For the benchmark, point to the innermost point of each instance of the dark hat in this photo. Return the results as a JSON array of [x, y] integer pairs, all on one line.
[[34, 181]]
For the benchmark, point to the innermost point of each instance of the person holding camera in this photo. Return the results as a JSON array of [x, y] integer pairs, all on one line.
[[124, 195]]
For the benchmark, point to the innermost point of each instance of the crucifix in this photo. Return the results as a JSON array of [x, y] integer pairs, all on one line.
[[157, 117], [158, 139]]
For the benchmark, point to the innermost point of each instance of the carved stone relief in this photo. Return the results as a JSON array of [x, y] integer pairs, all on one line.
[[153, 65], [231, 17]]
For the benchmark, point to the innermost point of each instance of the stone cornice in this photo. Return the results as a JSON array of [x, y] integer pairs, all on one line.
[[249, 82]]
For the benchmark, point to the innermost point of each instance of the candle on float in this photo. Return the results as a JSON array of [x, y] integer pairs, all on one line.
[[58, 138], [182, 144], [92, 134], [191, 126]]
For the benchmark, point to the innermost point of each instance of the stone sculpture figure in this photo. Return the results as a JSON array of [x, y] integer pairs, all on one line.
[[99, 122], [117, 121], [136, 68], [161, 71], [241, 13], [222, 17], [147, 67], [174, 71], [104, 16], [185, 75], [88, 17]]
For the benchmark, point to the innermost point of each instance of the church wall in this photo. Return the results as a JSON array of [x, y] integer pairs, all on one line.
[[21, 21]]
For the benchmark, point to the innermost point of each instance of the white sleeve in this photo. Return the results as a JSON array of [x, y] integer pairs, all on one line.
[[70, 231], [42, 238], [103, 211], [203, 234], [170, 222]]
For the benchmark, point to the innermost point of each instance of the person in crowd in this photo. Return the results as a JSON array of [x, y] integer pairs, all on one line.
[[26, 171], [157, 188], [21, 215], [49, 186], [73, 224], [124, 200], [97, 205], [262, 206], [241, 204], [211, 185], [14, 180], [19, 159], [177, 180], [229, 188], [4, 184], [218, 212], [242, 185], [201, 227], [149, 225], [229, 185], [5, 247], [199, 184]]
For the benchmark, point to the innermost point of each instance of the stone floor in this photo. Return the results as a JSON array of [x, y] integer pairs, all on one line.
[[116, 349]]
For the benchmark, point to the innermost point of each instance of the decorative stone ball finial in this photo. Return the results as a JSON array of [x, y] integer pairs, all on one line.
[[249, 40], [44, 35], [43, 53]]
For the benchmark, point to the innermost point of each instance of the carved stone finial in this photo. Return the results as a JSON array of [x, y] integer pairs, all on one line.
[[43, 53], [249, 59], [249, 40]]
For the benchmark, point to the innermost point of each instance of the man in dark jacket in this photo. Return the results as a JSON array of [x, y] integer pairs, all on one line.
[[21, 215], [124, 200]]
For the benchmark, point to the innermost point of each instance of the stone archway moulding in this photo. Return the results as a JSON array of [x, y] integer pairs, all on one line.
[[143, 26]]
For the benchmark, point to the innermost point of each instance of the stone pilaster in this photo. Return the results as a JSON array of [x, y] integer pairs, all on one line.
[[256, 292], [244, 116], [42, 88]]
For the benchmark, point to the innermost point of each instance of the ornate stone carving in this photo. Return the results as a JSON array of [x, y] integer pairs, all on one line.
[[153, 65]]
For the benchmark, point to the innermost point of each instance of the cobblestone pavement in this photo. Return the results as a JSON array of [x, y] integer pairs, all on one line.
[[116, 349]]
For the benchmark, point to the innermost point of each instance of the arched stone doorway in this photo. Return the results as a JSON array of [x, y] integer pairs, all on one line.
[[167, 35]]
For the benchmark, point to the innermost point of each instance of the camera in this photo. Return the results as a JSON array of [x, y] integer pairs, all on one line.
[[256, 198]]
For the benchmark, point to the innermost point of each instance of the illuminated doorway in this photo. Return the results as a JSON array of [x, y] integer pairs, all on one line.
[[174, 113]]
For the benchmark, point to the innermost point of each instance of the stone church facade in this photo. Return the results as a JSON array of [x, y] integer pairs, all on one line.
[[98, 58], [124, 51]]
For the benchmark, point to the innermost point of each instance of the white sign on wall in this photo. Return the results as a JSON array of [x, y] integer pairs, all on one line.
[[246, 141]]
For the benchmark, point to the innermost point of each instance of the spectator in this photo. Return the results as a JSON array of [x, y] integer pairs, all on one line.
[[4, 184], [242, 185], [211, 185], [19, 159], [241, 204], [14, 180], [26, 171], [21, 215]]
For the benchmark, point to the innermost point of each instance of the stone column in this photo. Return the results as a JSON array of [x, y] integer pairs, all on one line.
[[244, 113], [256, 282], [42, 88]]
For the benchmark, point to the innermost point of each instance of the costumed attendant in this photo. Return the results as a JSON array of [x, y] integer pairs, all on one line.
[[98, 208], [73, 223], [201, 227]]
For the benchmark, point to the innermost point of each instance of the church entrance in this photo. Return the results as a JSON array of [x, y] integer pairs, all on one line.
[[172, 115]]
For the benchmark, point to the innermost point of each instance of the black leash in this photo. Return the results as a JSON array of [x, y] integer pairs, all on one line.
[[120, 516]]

_____

→ **Work required**
Convert every line of the material above into a Markdown table with the columns Row and Line, numbering the rows in order and omitting blank lines.

→ **Response for this exercise**
| Row | Line |
|---|---|
| 1 | For the benchmark, point to the innermost point of each instance of the dark hat in this photo. Return the results as a JSON array of [x, y] integer pairs, all on one line. |
| 2 | [[34, 181]] |
| 3 | For the benchmark, point to the innermost point of each instance of the person holding camera in this photo. Return the results as a JSON array of [x, y] integer pairs, all on one line. |
| 4 | [[124, 195]] |
| 5 | For the benchmark, point to the innermost point of each instance of the crucifix in this photo. Return the results as a JSON array of [x, y] integer pairs, all on one line. |
| 6 | [[157, 117], [158, 139]] |
| 7 | For the benchmark, point to the innermost point of each instance of the carved stone relief in this photo. Return the results as a JSON array of [x, y] integer pairs, all on one line. |
| 8 | [[153, 65], [231, 17]] |
| 9 | For the benchmark, point to the innermost point of each instance of the stone cornice in this photo. Return the results as a JSON array of [x, y] integer pairs, all on one line. |
| 10 | [[249, 82]] |
| 11 | For the benchmark, point to the innermost point of each instance of the candle on float in this photo. Return the results as a JSON array of [x, y] integer pairs, all on one line. |
| 12 | [[58, 138], [182, 144], [92, 134], [191, 126]] |
| 13 | For the benchmark, point to the innermost point of each instance of the stone sculpture figure in this photo. Return the results as a JSON array of [x, y] integer pairs, all on one line. |
| 14 | [[99, 122], [117, 121], [136, 68], [161, 71], [241, 13], [222, 17], [147, 67], [174, 71], [104, 16], [185, 75], [88, 17]] |
| 15 | For the benchmark, point to the innermost point of each instance of the church wall in this photo. Return the results as a JSON array of [x, y] integer pairs, all on one line. |
| 16 | [[21, 21]] |
| 17 | For the benchmark, point to the innermost point of each instance of the white sleeve in this photo. Return the results as a JSON array of [x, y] integer pairs, all on one line. |
| 18 | [[70, 231], [42, 238], [103, 211], [203, 234], [170, 222]] |
| 19 | For the benchmark, point to the innermost point of each instance of the person in crowd in this photo. Return the results as a JSON array of [x, y] integer pairs, all on one line. |
| 20 | [[26, 171], [157, 188], [21, 215], [49, 186], [73, 224], [124, 200], [97, 205], [262, 206], [241, 204], [211, 185], [14, 180], [19, 159], [177, 180], [229, 188], [4, 184], [218, 212], [242, 185], [201, 227], [149, 225], [229, 185], [5, 247], [199, 184]] |
| 21 | For the benchmark, point to the innermost point of each instance of the stone floor in this photo. Return the results as a JSON array of [x, y] integer pairs, all on one line. |
| 22 | [[116, 349]] |
| 23 | For the benchmark, point to the innermost point of each instance of the decorative stone ball finial in this photo. Return the results as a JSON array of [x, y] integer pairs, all on one line. |
| 24 | [[249, 40], [44, 35], [43, 53]] |
| 25 | For the benchmark, point to the innermost point of each instance of the carved stone finial in this photo. Return the results as a JSON array of [x, y] integer pairs, all on one line. |
| 26 | [[43, 53], [249, 59], [249, 40]] |
| 27 | For the benchmark, point to the innermost point of each instance of the man in dark jacket in this photo. Return the results as a JSON array of [x, y] integer pairs, all on one line. |
| 28 | [[21, 215], [124, 200]] |
| 29 | For the benchmark, point to the innermost point of each instance of the stone archway moulding in this photo. Return the results as a JSON array of [x, y] integer pairs, all on one line. |
| 30 | [[143, 26]] |
| 31 | For the benchmark, point to the innermost point of each instance of the stone pilaster in this photo. Return the results as a JSON array of [x, y] integer pairs, all on one line. |
| 32 | [[256, 292], [244, 116], [42, 88]] |
| 33 | For the benchmark, point to the innermost point of each instance of the ornate stone carving in this photo. Return the results as a JSON array of [x, y] integer pairs, all on one line. |
| 34 | [[153, 65]] |
| 35 | For the benchmark, point to the innermost point of each instance of the cobblestone pavement in this photo. Return the results as a JSON array of [x, y] integer pairs, all on one line. |
| 36 | [[116, 349]] |
| 37 | For the benchmark, point to the innermost point of each instance of the arched stone doorway in this photo. Return the results as a JSON array of [x, y] integer pairs, all on one line. |
| 38 | [[167, 35]] |
| 39 | For the benchmark, point to the innermost point of each instance of the camera in this photo. Return the results as a JSON array of [x, y] integer pairs, all on one line. |
| 40 | [[256, 198]] |
| 41 | For the benchmark, point to the innermost point of each instance of the illuminated doorway in this photo. Return the results as a JSON array of [x, y] integer pairs, all on one line. |
| 42 | [[174, 113]] |
| 43 | For the benchmark, point to the innermost point of each instance of the stone church facade in this photo. Return the results as a JSON array of [x, y] integer pairs, all on one line. |
| 44 | [[98, 58], [124, 51]] |
| 45 | For the benchmark, point to the innermost point of each instance of the white sign on wall in this photo. Return the results as a JSON array of [x, y] integer pairs, all on one line. |
| 46 | [[246, 141]] |
| 47 | For the benchmark, point to the innermost point of each instance of the spectator in this photo. Return the results as a JSON array of [x, y] integer pairs, all on one line. |
| 48 | [[4, 184], [242, 185], [211, 185], [19, 159], [241, 204], [14, 180], [26, 171], [21, 215]] |
| 49 | For the benchmark, point to the innermost point of each instance of the stone column in this photo. Return the results as a JSON array of [x, y] integer pairs, all on one line. |
| 50 | [[244, 113], [256, 282], [42, 88]] |
| 51 | For the benchmark, point to the innermost point of each instance of the costumed attendant in this photo. Return the results as a JSON array of [x, y] integer pairs, all on one line. |
| 52 | [[98, 208], [73, 223], [201, 227]] |
| 53 | For the benchmark, point to the innermost point of each instance of the church entrance in this photo. Return the results as a JSON array of [x, y] integer pairs, all on one line. |
| 54 | [[172, 115]] |
| 55 | For the benchmark, point to the innermost point of each instance of the black leash in this photo. Return the results as a JSON array of [x, y] integer pairs, all on one line. |
| 56 | [[120, 516]] |